### [Your assignment]
Retype, word for word, every line from the one holding "of the beige" through the one holding "column 314, row 344" in the entries below, both included, and only those lines.

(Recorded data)
▬▬▬▬▬▬
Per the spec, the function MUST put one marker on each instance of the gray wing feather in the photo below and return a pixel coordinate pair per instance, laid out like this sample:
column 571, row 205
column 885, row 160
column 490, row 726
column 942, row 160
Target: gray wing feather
▬▬▬▬▬▬
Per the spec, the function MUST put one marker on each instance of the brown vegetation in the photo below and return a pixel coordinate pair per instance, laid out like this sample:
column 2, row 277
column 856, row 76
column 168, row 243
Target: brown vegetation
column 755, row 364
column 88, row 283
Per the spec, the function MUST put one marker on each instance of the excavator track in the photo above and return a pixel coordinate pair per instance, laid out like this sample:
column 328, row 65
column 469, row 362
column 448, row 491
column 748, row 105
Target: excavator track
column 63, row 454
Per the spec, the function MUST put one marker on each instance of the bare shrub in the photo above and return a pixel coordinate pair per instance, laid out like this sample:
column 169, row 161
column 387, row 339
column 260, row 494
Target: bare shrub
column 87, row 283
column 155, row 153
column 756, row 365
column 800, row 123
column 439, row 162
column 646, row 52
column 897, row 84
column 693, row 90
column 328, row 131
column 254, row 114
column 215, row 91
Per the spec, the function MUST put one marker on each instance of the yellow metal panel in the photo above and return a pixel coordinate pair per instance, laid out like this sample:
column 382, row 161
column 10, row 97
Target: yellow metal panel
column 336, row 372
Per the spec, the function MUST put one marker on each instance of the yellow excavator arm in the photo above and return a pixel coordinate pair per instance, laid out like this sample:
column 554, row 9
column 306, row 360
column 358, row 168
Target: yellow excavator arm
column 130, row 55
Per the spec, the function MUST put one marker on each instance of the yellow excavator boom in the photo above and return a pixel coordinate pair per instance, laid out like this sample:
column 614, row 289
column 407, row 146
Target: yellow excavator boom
▬▬▬▬▬▬
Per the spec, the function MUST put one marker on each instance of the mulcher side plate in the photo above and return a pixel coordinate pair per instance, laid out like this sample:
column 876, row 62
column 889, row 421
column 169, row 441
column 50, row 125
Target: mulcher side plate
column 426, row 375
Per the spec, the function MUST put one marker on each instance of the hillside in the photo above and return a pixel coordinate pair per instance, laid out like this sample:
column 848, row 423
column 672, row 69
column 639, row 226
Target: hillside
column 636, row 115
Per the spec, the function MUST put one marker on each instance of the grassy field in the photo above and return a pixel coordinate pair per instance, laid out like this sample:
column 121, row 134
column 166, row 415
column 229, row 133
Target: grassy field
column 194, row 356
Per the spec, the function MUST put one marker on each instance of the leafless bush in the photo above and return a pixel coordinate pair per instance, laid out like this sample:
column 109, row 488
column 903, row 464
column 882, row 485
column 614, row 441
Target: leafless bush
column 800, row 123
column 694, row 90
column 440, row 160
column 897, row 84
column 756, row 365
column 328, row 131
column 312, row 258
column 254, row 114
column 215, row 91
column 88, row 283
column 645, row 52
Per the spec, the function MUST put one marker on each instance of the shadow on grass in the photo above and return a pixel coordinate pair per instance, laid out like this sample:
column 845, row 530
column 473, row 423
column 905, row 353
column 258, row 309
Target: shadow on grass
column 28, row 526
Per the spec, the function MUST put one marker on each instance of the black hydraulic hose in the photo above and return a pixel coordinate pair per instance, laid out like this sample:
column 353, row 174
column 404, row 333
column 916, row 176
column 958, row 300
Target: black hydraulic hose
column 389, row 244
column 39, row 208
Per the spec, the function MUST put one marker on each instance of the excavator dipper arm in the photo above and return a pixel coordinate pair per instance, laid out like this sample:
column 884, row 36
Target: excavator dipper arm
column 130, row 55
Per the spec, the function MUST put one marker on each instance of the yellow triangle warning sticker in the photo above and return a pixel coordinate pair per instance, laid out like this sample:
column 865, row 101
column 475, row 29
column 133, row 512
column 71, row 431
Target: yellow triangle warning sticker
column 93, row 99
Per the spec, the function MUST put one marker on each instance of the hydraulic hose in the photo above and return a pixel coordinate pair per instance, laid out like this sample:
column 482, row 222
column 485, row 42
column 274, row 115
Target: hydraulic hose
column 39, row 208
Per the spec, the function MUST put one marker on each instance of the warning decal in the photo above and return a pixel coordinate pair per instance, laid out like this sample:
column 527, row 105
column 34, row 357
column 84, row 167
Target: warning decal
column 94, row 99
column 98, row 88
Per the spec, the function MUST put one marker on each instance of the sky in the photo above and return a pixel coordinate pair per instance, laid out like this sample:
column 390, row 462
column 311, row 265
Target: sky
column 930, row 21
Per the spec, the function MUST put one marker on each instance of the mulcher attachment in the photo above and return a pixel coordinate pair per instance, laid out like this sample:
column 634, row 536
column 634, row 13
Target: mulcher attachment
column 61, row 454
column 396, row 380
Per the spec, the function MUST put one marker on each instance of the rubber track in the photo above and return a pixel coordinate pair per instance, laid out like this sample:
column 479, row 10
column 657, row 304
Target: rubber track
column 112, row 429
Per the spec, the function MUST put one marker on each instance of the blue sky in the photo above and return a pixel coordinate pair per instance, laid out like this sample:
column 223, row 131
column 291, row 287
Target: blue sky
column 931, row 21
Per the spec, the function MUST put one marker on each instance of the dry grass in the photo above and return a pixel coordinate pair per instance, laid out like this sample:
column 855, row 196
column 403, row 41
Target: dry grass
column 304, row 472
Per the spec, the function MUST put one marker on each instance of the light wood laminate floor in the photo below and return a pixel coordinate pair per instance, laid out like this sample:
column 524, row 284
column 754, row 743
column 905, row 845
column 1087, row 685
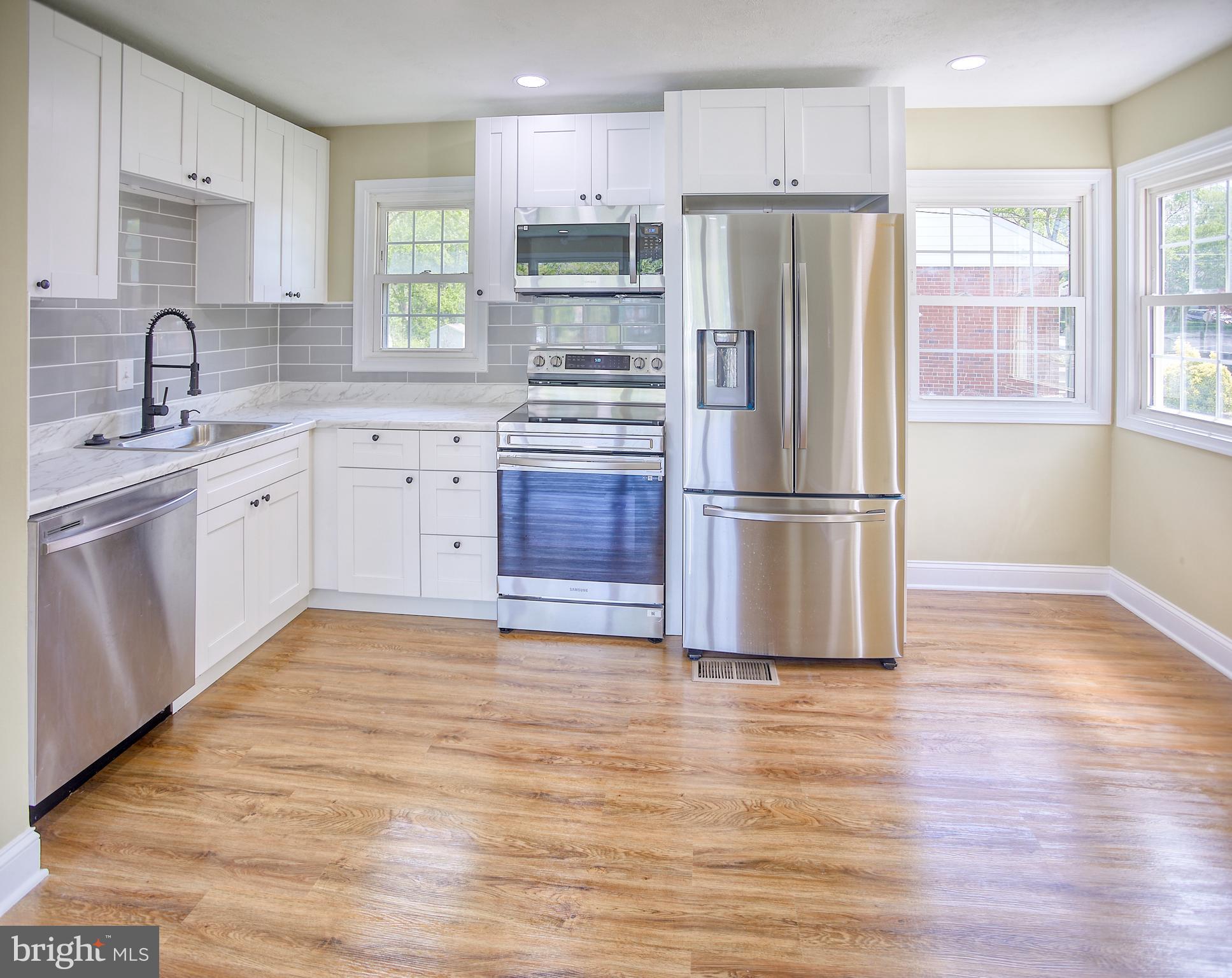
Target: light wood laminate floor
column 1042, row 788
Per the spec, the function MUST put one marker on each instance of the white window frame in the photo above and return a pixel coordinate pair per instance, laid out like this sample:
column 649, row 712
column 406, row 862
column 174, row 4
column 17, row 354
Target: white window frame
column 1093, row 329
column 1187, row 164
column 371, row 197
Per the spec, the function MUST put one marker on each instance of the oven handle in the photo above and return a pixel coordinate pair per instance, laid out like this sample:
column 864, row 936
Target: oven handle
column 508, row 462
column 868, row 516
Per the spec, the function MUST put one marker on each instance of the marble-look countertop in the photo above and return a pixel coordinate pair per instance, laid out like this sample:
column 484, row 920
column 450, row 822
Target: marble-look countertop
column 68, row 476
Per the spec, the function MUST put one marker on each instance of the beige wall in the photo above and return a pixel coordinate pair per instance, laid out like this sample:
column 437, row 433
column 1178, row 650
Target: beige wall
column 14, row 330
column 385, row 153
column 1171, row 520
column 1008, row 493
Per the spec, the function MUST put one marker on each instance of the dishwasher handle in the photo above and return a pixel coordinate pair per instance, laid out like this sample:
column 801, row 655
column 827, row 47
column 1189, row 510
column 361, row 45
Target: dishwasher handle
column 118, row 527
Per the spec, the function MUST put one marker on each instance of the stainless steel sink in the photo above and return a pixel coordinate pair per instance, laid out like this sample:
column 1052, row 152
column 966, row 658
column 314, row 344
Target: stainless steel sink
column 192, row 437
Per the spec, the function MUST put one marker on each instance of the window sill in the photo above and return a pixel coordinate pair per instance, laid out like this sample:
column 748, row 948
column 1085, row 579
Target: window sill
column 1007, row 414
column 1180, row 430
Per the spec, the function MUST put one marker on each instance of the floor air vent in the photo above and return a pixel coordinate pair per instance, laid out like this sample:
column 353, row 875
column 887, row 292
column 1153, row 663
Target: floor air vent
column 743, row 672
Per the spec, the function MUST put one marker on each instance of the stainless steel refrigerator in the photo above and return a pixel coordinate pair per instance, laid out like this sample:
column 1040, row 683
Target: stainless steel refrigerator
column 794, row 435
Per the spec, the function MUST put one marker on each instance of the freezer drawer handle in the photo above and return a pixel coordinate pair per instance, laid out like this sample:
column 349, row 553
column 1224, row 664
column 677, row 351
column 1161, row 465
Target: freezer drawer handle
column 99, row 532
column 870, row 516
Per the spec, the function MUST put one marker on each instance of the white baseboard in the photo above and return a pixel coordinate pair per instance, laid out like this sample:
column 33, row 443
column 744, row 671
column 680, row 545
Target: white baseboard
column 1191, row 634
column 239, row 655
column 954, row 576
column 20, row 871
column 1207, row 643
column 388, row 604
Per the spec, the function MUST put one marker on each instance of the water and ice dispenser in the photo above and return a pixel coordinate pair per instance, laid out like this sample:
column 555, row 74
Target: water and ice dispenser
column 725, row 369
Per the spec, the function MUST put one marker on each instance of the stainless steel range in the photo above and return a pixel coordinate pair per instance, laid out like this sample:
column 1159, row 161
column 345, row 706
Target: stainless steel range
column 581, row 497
▬▬▬▬▬▬
### [Answer for this exercise]
Per the spec, the function MUST put one marker on each instance of the beige wall in the photo above and return a pixel coordinate pair per instance, laid out like this sample:
column 437, row 433
column 1178, row 650
Target: beige wall
column 14, row 330
column 385, row 153
column 1171, row 520
column 1008, row 493
Per the spec, the function MUST put one marker on each instance of the dishwasher handle in the photo above and return a pixel coordinate pair per instance, laid out like this sample:
column 801, row 655
column 827, row 47
column 1189, row 510
column 361, row 45
Target: dishwasher handle
column 118, row 527
Per the spec, the function MUST put one marker on each instance of the stainless steel sink in the photo above and return a pixel coordinate pair per instance, laid out like this sample:
column 1052, row 152
column 966, row 658
column 314, row 344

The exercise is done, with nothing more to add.